Return, exactly and in full, the lines of the records below starting at the one with "Where can the car" and ending at the one with "Where can the yellow", and no other lines.
Top of LISTED RECORDS
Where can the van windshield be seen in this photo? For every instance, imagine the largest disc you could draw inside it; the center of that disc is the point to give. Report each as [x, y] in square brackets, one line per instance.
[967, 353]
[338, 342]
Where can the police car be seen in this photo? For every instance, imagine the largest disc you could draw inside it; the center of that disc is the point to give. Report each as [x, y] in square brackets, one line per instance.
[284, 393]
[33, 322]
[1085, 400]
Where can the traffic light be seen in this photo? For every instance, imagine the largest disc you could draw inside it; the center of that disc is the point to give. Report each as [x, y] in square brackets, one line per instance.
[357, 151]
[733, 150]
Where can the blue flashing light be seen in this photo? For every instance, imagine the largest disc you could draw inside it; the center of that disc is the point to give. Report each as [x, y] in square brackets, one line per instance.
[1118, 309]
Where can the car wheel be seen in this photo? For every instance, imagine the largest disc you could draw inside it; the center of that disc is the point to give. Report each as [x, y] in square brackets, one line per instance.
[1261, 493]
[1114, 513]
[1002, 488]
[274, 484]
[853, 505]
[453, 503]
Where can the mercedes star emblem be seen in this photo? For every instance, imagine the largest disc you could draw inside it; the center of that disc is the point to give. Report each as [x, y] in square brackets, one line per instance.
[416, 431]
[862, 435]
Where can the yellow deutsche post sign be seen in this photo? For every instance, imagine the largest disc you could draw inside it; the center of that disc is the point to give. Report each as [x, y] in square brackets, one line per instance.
Bottom of LISTED RECORDS
Top of LISTED RECORDS
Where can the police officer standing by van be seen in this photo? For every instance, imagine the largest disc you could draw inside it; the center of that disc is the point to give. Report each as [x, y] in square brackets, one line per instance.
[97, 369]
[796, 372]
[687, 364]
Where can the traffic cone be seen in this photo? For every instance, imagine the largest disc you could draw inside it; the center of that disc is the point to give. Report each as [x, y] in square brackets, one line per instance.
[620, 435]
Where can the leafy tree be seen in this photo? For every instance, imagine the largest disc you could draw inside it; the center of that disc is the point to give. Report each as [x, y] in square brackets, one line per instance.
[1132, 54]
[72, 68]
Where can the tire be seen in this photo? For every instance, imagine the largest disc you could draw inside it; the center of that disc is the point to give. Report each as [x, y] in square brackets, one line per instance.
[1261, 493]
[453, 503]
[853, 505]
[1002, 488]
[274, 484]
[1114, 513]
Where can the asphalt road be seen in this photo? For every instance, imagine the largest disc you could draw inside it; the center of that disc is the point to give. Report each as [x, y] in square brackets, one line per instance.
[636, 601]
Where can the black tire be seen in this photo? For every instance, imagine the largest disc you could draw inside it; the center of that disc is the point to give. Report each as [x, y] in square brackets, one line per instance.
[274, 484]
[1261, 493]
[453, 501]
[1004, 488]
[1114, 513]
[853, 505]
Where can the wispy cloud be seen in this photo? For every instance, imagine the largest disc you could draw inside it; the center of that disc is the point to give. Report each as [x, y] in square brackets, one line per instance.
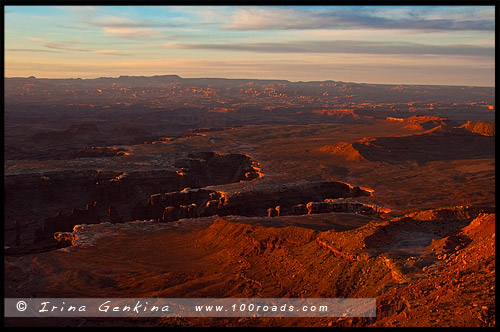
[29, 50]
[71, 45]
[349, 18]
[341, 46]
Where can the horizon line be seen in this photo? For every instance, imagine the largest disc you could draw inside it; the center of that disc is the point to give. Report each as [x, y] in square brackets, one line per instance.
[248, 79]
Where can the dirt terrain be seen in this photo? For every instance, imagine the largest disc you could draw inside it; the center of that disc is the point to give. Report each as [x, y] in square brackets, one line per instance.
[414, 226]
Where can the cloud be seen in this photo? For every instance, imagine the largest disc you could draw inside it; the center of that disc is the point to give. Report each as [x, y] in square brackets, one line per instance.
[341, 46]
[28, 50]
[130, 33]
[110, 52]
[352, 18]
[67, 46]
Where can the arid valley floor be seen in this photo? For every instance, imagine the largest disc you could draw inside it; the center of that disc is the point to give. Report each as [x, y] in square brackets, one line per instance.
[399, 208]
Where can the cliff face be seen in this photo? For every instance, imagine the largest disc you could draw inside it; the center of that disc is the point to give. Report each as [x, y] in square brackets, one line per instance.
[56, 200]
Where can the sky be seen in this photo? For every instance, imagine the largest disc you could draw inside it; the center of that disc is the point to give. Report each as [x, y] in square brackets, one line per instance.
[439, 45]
Bottom of LISTED RECORDS
* WRITTEN SOLUTION
Where can the car wheel be seen in this photo? For every instance, imagine the largest disc you could draw inside it; the center of that disc is the point to give. Report each as [x, y] in square brackets, one line per instance.
[1261, 493]
[1114, 513]
[1002, 488]
[274, 484]
[853, 505]
[453, 503]
Where can the mercedes star emblem be seen in this photo? For every instance, imagine the largest disc you could draw inside it; the center of that disc is the point to give. Report each as [x, y] in square brackets, one line per instance.
[416, 431]
[862, 435]
Where can the yellow deutsche post sign be seen in this photo? For every instance, imagine the largest disc you could draw inside it; the center of that disc is the point to give. Report each as [x, y] in square brackets, one line per instance.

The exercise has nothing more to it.